Jamie and, strangely, Ms. Raqueletta Moss take center stage and Ms. Moss becomes another example of a voice seldom heard.
Previous Recap: Episode 4 “#LuvIzLuv (Sexuality is Fluid)”
|Writer(s)||Barry Michael Cooper|
Like Nicki: Shemmeka
In some kind of motel, Shemmeka gets her injections. Which sort of begins what low-key becomes a preachy episode which if it wasn’t for Raqueletta Moss, would seem to rely heavily on respectability politics.
Virgil: Jamie, Cheryl
As we are aware, Cheryl and Jamie are separated and still living in the same home. What we didn’t know though is they also have a son together: Virgil. Someone who, like Cheryl, is light enough to pass for white. Which has caused him some issues. There seems to be a desire to asset and be able to claim his blackness, but with only his parents seemingly validating it, he creates what could be considered a slightly disturbing video. One in which white kids are using the N-word, and have it on their shirts, while wearing Blackface. Meanwhile, Virgil has his face painted white.
It is all very weird but Virgil’s issues at school do open up more of Jamie’s private life to us. Not just in the form of showing him as a good dad, one which his son is starting to develop abandonment issues from, but also we get to peer inside his relationship with Cheryl. Someone who seemingly can’t get past this, as Jamie says, “Double Consciousness.” Something which also can be referred to as code-switching.
For the way Cheryl talks, she is basically bougie. She isn’t fond of Jamie’s past growing up in the projects and doesn’t want his upbringing to affect her son. Not their son, she doesn’t use shared possessive words. She claims total ownership. And with the way she harps on Jamie’s past, we begin to see what Jamie likes Nola.
In my mind, Cheryl represented all that it meant to be out of the hood and have status – to Jamie. She is well connected, put together, light-skinned, and from a good family. A complete opposite of what Jamie had growing up. Yet, at the same time, she forces Jamie, or tries to at least, make him ashamed of the neighborhood he grew up in and the people. All of which, mind you, Jamie doesn’t necessarily relish the memories of. But those memories are a part of him. They are the cement blocks which pushed him to be the kind of man he has become. Someone who demanded and got respect and hustled his way into a very lucrative position. The kind which, combined with Cheryl’s income, allows them to send their son to a school which has the tuition of what many don’t even make within a year ($45,000).

* _Request_
List every quality that the episode recap attributes to Cheryl in the sentence beginning "She is well connected".

* _Data lines_

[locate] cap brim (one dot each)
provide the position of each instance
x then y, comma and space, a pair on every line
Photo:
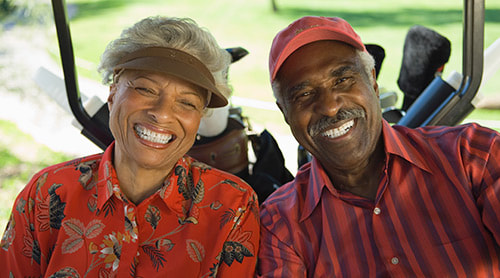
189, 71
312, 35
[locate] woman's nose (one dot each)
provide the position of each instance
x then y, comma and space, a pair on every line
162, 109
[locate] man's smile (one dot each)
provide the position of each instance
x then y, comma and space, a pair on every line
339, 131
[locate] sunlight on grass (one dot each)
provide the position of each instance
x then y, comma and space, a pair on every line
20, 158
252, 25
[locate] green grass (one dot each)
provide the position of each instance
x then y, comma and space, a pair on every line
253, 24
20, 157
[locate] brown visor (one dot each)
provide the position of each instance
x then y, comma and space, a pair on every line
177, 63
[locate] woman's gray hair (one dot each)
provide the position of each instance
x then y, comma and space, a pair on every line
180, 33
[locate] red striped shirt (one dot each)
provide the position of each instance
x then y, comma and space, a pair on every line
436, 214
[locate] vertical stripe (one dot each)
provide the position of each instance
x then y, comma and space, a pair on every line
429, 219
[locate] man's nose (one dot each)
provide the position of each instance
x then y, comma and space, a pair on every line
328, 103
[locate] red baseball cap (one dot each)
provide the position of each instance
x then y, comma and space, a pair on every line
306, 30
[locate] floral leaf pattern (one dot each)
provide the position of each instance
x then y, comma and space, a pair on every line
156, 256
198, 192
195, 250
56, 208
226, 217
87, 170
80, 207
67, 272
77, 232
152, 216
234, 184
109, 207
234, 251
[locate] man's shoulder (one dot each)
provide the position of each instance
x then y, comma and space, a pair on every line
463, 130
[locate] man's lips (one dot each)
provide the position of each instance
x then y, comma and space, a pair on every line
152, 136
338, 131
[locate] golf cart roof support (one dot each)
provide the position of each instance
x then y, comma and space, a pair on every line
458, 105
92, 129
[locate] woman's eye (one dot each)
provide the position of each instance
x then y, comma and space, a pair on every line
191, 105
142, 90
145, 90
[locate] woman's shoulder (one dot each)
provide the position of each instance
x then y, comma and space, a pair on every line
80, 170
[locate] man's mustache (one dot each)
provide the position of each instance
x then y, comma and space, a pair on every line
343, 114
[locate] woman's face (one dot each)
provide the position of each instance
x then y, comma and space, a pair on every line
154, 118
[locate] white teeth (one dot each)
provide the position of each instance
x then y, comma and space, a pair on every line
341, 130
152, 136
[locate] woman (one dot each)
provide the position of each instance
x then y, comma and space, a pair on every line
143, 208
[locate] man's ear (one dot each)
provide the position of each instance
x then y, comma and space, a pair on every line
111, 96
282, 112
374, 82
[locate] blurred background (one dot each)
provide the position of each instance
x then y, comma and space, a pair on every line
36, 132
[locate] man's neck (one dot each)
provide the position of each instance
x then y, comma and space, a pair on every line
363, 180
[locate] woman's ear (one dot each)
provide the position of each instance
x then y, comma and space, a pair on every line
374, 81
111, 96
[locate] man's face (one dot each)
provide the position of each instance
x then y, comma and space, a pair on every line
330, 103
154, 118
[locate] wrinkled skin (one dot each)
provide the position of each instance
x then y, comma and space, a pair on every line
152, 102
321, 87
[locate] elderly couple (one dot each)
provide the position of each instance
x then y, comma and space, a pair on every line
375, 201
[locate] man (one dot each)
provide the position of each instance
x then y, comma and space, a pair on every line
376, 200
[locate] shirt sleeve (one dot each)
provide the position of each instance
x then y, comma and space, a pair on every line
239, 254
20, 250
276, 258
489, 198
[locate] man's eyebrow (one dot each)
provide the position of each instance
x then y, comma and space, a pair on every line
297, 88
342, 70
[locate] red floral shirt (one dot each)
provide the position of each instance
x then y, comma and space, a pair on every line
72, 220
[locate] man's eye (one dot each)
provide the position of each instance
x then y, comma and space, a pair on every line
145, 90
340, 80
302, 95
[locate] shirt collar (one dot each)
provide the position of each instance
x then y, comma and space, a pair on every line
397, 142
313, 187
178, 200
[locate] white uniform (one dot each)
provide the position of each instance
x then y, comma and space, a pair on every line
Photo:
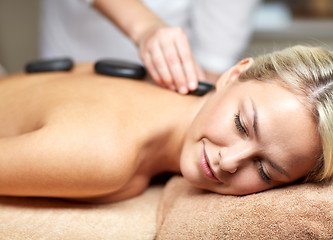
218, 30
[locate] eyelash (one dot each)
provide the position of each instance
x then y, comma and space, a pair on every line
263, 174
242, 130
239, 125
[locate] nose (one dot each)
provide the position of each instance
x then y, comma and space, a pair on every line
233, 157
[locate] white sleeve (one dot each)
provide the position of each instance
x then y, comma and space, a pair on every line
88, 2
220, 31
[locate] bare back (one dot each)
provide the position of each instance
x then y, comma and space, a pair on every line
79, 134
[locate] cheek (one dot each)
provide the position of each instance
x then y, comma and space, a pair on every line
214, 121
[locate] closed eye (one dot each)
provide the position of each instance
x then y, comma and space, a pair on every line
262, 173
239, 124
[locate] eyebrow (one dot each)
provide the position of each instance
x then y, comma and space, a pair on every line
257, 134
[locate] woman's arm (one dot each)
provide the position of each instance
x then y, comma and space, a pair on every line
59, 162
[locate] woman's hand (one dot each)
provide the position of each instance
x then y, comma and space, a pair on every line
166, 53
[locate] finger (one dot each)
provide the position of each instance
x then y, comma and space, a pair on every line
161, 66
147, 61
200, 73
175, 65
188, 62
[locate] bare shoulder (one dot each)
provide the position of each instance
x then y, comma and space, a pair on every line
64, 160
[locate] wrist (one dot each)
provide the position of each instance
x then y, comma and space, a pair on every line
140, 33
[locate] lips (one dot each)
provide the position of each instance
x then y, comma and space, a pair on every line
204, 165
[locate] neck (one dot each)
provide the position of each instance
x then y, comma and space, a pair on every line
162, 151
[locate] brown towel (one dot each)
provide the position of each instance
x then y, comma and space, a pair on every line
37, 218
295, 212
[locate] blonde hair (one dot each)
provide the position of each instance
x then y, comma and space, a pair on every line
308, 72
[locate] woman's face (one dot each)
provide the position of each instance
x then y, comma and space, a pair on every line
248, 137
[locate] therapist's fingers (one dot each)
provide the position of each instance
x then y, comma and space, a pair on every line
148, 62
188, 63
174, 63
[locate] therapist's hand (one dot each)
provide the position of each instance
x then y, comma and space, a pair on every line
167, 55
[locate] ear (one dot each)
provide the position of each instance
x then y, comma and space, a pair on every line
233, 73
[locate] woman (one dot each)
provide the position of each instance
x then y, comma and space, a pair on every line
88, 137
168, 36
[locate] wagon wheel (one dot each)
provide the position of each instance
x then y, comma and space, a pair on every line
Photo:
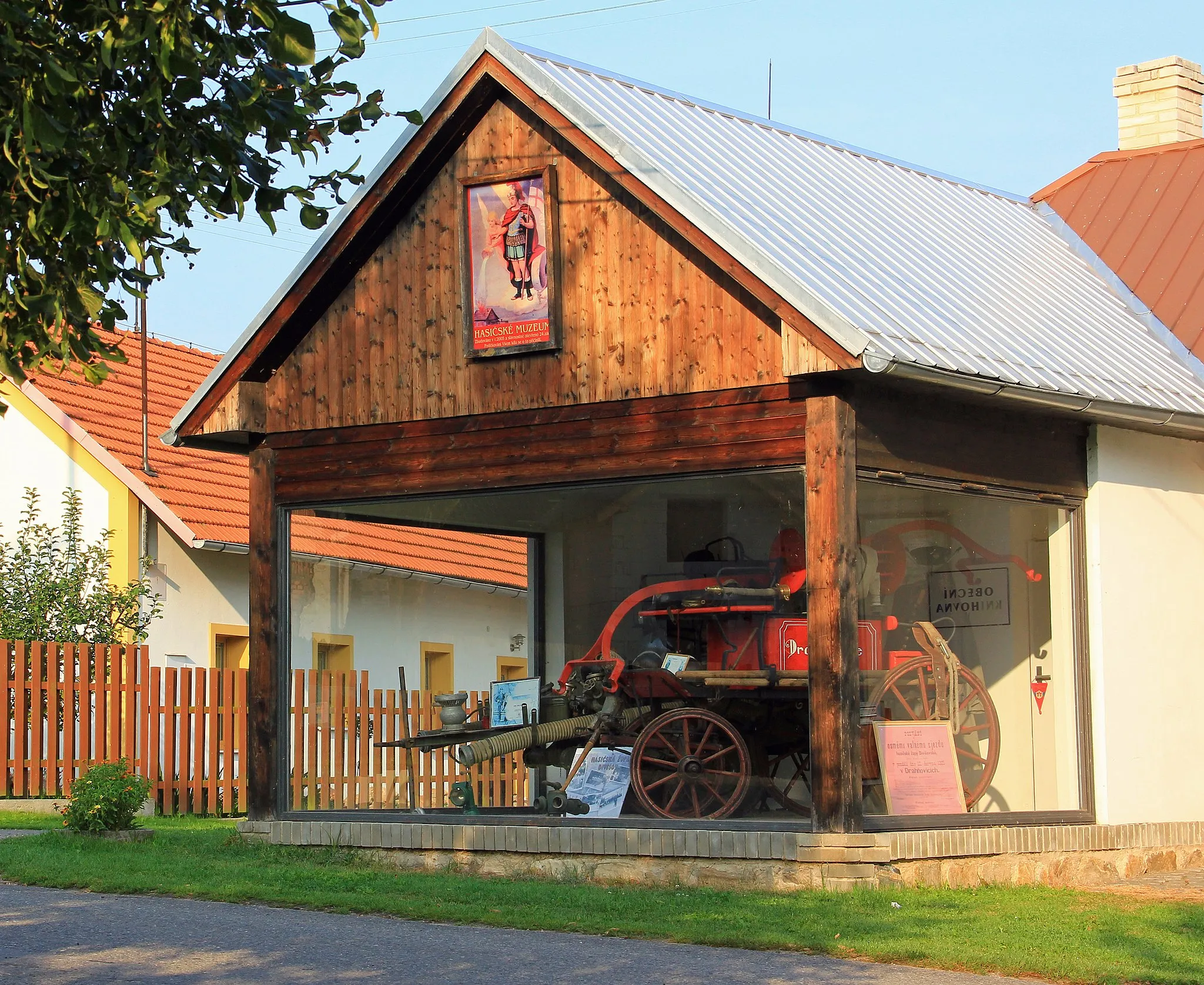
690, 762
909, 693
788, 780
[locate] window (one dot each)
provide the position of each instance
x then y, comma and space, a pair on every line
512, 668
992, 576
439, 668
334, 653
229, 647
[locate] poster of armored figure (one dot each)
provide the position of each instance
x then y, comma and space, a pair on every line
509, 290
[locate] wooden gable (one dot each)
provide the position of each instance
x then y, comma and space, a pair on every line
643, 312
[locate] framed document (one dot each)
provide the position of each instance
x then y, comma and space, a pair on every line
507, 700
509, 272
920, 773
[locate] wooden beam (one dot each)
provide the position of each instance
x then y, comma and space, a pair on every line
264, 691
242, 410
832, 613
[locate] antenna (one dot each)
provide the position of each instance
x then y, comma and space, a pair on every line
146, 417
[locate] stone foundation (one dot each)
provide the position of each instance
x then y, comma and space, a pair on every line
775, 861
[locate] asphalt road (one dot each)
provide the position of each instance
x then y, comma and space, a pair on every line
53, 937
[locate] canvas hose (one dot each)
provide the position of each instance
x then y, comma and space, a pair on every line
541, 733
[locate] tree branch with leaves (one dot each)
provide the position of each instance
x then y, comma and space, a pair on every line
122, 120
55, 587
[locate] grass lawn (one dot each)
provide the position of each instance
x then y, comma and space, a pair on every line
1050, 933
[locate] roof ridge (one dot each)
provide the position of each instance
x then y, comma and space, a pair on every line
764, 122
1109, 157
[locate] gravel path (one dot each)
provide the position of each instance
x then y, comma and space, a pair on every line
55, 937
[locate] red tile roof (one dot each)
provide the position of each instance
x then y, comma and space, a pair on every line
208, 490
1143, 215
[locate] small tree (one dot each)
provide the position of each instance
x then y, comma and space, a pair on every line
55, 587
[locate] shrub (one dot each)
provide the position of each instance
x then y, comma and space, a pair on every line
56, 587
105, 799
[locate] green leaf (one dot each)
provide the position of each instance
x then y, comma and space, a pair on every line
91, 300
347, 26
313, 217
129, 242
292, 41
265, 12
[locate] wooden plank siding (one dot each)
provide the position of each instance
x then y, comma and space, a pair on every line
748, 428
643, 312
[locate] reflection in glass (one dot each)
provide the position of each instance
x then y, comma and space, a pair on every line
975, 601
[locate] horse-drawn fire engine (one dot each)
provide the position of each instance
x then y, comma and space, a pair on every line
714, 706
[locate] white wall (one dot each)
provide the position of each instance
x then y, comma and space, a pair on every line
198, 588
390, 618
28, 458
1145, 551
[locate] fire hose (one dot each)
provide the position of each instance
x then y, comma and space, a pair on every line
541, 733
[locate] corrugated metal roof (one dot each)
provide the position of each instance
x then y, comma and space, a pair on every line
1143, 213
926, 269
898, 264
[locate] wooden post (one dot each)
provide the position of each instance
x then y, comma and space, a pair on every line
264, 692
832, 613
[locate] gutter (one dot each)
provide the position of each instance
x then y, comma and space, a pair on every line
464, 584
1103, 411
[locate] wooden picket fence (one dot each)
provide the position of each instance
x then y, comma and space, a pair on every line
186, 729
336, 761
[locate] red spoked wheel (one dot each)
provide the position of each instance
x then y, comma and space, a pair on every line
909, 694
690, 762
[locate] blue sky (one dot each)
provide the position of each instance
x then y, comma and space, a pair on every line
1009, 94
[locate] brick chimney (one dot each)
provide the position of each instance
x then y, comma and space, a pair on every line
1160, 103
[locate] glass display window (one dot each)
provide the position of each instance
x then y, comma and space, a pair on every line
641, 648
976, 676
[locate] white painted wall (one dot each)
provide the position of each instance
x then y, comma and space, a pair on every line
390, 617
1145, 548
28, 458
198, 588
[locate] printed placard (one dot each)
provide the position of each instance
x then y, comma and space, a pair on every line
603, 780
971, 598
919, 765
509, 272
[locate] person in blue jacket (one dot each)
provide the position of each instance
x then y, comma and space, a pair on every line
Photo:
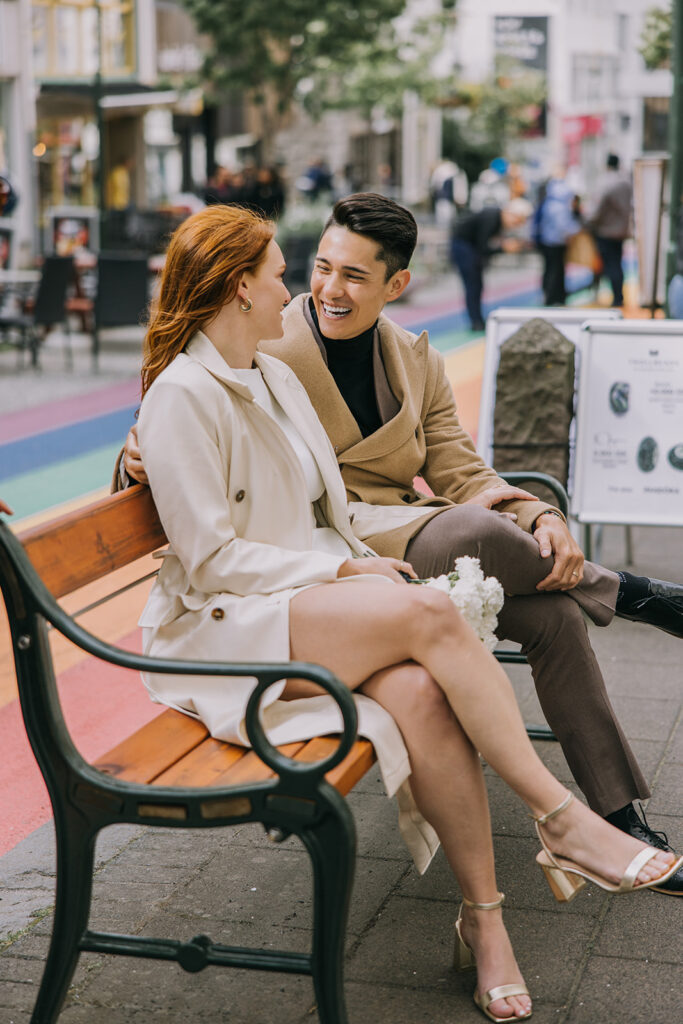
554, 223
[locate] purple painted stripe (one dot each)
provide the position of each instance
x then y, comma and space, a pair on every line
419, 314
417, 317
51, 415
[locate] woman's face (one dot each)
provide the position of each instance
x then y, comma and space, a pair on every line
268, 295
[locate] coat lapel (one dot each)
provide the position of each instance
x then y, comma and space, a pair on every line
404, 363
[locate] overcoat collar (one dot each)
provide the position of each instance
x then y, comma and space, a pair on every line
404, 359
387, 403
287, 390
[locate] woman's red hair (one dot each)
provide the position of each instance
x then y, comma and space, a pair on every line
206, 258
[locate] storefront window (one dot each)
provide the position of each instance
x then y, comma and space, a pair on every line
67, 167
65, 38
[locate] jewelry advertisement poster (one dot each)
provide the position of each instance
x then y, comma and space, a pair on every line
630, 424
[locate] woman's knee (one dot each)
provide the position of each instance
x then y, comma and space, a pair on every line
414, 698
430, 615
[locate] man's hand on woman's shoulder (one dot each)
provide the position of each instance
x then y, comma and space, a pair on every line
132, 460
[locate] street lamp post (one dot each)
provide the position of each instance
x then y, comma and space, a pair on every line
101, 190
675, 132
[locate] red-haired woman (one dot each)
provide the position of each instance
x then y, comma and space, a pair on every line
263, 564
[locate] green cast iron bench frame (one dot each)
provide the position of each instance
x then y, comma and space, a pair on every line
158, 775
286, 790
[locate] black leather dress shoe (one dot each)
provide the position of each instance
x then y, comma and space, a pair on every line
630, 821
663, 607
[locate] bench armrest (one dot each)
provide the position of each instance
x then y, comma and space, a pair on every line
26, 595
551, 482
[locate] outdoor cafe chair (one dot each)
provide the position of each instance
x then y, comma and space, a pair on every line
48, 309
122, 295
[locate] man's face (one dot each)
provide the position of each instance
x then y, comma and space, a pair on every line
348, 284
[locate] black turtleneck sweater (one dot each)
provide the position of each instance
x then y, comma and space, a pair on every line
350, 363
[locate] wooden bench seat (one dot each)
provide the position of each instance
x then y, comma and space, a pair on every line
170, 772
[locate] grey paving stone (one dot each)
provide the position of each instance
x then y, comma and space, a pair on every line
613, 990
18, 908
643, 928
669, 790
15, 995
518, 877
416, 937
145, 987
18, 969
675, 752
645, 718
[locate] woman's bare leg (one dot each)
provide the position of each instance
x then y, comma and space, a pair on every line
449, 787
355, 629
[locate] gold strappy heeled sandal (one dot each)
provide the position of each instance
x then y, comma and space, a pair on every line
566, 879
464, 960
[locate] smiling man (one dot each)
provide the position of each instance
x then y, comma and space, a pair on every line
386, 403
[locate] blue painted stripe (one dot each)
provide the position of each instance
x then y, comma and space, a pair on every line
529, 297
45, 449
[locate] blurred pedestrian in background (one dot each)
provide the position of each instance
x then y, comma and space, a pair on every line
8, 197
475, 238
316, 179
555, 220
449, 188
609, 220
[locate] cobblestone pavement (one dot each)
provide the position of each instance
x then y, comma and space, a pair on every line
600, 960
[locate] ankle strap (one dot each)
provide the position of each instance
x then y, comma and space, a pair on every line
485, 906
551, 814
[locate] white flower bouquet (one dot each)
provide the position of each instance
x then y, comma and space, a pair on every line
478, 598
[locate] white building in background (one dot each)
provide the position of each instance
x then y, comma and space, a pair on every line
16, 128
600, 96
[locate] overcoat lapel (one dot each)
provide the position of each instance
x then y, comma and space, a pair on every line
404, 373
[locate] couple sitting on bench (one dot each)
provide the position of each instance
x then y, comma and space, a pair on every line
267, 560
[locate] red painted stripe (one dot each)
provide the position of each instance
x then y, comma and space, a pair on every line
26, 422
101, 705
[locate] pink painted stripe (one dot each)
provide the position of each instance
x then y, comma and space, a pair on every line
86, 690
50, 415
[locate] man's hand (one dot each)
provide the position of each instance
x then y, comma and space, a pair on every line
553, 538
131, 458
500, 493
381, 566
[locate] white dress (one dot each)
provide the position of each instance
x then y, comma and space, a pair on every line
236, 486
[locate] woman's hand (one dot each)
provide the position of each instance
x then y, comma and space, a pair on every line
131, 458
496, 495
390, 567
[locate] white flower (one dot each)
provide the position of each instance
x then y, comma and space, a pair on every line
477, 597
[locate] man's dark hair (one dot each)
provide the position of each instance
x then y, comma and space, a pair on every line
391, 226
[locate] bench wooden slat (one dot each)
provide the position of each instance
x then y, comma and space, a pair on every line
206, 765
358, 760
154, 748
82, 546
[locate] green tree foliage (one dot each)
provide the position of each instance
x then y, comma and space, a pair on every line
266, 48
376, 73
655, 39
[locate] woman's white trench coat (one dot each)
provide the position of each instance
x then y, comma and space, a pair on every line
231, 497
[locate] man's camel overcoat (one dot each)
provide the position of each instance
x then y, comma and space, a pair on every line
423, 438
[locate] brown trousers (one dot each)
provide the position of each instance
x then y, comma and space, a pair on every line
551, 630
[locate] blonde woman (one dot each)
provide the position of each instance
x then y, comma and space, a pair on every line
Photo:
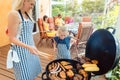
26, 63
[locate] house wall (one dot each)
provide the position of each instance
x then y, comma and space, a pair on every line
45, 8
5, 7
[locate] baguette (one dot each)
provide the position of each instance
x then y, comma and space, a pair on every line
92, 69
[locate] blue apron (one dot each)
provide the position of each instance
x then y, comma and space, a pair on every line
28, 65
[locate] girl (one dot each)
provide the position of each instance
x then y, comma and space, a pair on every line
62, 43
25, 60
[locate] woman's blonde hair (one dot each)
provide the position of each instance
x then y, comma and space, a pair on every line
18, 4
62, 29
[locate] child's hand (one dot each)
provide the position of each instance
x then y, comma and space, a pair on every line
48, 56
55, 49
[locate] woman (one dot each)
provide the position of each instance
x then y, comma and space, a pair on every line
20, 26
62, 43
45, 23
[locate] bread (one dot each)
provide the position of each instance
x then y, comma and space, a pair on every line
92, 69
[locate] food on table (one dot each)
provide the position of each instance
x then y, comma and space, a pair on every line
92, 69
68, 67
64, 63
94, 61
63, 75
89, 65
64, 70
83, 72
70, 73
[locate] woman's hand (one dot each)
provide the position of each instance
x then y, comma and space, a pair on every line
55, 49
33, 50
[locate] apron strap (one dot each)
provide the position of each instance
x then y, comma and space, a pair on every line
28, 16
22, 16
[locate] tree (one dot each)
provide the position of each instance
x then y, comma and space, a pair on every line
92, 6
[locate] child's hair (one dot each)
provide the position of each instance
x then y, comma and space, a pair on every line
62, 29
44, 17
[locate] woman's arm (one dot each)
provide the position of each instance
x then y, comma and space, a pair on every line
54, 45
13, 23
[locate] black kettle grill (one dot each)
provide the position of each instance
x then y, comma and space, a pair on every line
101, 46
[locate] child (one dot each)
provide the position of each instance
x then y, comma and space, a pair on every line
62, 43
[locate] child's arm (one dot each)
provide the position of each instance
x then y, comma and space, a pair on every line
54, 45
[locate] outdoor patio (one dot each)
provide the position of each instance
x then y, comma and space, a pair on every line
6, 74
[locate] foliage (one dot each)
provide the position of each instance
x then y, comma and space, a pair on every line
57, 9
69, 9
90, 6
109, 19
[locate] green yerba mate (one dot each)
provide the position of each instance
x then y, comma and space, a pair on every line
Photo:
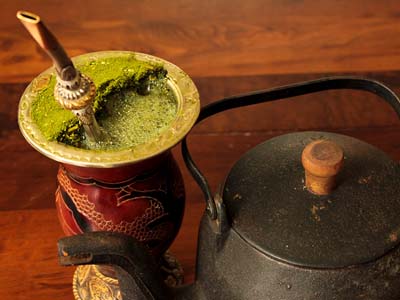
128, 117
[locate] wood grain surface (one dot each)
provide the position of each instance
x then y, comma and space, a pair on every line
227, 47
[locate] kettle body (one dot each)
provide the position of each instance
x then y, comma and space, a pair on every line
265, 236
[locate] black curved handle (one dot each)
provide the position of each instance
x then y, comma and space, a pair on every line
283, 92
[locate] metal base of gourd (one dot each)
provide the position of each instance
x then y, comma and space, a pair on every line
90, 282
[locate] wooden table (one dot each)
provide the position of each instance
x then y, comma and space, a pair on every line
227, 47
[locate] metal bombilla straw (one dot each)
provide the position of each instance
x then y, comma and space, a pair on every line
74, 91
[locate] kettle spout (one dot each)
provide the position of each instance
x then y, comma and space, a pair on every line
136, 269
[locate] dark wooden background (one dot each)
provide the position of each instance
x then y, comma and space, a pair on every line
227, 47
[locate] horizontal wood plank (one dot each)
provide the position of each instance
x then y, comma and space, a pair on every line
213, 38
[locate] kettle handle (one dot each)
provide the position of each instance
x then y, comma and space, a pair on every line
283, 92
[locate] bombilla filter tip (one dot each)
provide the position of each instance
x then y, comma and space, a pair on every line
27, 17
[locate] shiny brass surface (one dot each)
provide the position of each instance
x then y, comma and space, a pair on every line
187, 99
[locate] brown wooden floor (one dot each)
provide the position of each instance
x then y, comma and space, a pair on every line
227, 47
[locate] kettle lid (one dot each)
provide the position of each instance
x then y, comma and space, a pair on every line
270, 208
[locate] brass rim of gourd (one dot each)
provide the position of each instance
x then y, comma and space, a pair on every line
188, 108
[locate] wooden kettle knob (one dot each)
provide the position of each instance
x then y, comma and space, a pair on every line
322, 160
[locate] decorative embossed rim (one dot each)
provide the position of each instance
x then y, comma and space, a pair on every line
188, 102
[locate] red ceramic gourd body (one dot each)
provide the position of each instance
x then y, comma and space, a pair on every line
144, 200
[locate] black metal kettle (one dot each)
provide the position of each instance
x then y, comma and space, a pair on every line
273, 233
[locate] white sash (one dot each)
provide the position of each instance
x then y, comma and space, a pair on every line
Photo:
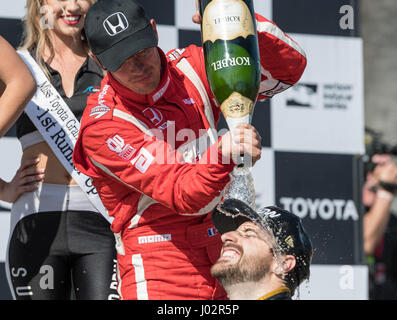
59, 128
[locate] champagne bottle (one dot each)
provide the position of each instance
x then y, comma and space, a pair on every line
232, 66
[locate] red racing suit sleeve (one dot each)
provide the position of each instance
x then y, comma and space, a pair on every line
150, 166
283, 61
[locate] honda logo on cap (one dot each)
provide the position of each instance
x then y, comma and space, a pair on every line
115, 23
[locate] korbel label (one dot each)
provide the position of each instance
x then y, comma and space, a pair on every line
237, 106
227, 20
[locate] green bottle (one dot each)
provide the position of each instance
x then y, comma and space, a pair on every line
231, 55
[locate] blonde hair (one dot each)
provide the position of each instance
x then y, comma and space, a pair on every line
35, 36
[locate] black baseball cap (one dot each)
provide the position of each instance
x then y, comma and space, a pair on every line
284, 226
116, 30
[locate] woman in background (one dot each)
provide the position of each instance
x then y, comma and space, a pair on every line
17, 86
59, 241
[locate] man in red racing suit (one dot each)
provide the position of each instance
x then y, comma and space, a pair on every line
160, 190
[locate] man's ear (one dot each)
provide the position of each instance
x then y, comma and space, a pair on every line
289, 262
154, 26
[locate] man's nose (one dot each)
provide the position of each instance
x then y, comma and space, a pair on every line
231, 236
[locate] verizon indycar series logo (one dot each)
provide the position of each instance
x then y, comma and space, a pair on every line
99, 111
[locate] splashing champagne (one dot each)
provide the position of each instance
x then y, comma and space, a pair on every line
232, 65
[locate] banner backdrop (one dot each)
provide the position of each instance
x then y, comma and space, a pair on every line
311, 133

* _Full solution_
- Well connected
- Put together
- Light-skinned
- From a good family